## Task instructions
Rewrite all of the records, replacing each occurrence of "Point out where" with "Show where" and leaving everything else unchanged.

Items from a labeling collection

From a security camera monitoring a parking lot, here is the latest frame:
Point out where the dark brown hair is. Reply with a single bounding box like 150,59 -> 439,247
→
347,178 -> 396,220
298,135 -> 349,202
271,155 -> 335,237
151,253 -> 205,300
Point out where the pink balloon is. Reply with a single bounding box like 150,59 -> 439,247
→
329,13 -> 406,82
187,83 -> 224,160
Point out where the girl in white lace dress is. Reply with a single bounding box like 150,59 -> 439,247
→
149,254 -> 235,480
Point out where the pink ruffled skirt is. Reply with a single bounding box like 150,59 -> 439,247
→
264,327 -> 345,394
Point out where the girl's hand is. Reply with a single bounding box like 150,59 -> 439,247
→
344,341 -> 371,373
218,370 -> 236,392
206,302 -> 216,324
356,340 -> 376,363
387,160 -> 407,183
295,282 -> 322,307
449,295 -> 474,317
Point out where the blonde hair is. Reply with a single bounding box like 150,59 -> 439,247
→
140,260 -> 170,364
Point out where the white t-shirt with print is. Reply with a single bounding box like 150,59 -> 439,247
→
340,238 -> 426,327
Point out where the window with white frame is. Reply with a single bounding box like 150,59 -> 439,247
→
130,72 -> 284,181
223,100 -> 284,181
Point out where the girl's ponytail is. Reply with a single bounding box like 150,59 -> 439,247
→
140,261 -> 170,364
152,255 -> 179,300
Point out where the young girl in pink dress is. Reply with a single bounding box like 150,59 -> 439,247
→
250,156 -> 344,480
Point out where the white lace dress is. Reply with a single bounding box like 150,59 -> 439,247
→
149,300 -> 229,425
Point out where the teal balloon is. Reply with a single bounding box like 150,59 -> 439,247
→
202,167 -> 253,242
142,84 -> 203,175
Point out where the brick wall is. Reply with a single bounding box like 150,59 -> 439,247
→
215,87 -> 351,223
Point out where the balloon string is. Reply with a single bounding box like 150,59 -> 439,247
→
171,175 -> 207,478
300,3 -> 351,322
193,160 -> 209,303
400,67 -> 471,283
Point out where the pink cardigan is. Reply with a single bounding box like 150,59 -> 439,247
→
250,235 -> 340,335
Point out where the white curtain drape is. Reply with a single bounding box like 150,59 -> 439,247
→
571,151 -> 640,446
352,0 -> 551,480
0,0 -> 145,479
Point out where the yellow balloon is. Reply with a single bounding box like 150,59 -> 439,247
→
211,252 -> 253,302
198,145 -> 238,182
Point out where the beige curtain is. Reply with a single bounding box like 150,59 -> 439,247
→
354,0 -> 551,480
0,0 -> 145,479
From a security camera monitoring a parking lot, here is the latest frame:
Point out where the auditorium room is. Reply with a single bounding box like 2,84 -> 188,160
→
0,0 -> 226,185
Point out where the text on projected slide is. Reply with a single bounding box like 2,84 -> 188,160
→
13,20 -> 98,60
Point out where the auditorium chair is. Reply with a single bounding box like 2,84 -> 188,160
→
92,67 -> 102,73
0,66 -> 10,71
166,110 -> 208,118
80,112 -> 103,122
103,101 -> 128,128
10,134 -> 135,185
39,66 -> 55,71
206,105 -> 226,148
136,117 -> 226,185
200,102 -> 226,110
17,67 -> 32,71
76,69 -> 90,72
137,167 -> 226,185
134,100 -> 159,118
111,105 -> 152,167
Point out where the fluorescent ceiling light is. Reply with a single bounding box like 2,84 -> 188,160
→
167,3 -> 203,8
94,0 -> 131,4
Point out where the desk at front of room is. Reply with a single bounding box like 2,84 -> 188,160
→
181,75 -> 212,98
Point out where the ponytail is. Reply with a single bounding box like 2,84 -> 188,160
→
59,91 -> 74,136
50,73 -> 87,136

## Task answer
From a security camera monitoring a parking lot, here is the latest frame:
Show where the dark brown hair is. Reply with a single bounding box like 150,59 -> 439,247
→
347,178 -> 396,220
298,135 -> 349,202
271,155 -> 335,237
151,253 -> 205,300
Show where the pink balloon is. Reply with a single bounding box like 150,59 -> 439,247
→
329,13 -> 406,82
187,83 -> 224,160
Show where the girl in white lace dress is. Reply with a single bounding box like 150,59 -> 439,247
→
149,254 -> 235,480
Show where the pink ruffled skirt is. Reply with a single bounding box like 150,59 -> 439,247
→
264,327 -> 345,394
Show where the girl's hand is. Reply with a single bounding box like 150,59 -> 439,247
→
344,341 -> 371,373
218,370 -> 236,392
206,302 -> 216,324
356,340 -> 376,363
387,160 -> 407,183
295,282 -> 322,307
449,295 -> 474,317
Show where the blonde hair is. Reply with a single bounding box like 150,59 -> 439,247
→
140,260 -> 170,364
Show where the white t-shirt with print is. Reply with a single bounding box like 150,59 -> 439,247
→
340,238 -> 426,327
Show where the window with white frame is. Reply with a single bounding box like 150,59 -> 439,247
→
130,72 -> 284,181
223,100 -> 284,181
Show where the girl's ponytail is. Reply with a single bounding box like 150,59 -> 439,247
→
140,261 -> 170,364
152,255 -> 179,300
Show where the young girl in pink dress is. Reply with a single bounding box like 150,59 -> 439,247
→
250,156 -> 344,480
Show where the white lace dress is. Reply with a single bounding box like 150,59 -> 439,247
→
149,300 -> 229,425
Show where the teal balloon is. Reply with a single bounding box like 150,59 -> 439,247
→
202,167 -> 253,242
142,84 -> 203,175
Show where the brick wall is. Reply with a single bounding box like 150,59 -> 439,247
→
215,87 -> 351,223
Show where the balloon string is. Reply with a single bounding box like 150,59 -> 439,247
→
171,175 -> 207,478
300,3 -> 351,322
193,160 -> 209,303
400,67 -> 471,283
Show where the pink cardigan is. Reply with a single bounding box like 150,59 -> 439,247
→
250,235 -> 340,335
Show where the white curtain drape is. Reply with a single bounding box like 150,59 -> 439,247
→
571,151 -> 640,446
352,0 -> 551,480
0,0 -> 145,479
Show where the yellow balloon is. Reply with a single bounding box like 150,59 -> 439,247
→
211,252 -> 253,302
198,145 -> 238,182
Show where the beige curtain is. Reply with a single bounding box like 150,59 -> 439,247
→
354,0 -> 551,480
0,0 -> 145,479
From a security camera monitoring a parking lot, here is the latest frame:
Show where the auditorium room is. Reply with a single bounding box like 2,84 -> 188,160
→
0,0 -> 226,185
Show where the text on projected slide is. Reply with a single bounding box like 2,84 -> 188,160
→
13,20 -> 98,60
Show where the auditorium chair is. Reply with a single bounding box like 2,84 -> 188,160
→
92,67 -> 102,73
0,66 -> 10,71
166,110 -> 208,118
80,112 -> 103,122
103,101 -> 128,128
10,134 -> 135,185
39,66 -> 55,71
206,105 -> 226,148
136,117 -> 226,185
200,102 -> 226,110
17,67 -> 32,71
76,69 -> 90,72
137,167 -> 226,185
134,100 -> 159,118
111,105 -> 152,167
Show where the fluorescent ceiling light is. Reply with a single bounding box like 2,84 -> 188,160
→
167,3 -> 203,8
94,0 -> 131,4
Show where the desk at front of room is. Reply with a single bounding box like 2,84 -> 188,160
→
181,75 -> 212,98
Show where the ponytail is. Reply with a single bounding box like 2,84 -> 188,160
→
59,91 -> 74,136
50,73 -> 87,136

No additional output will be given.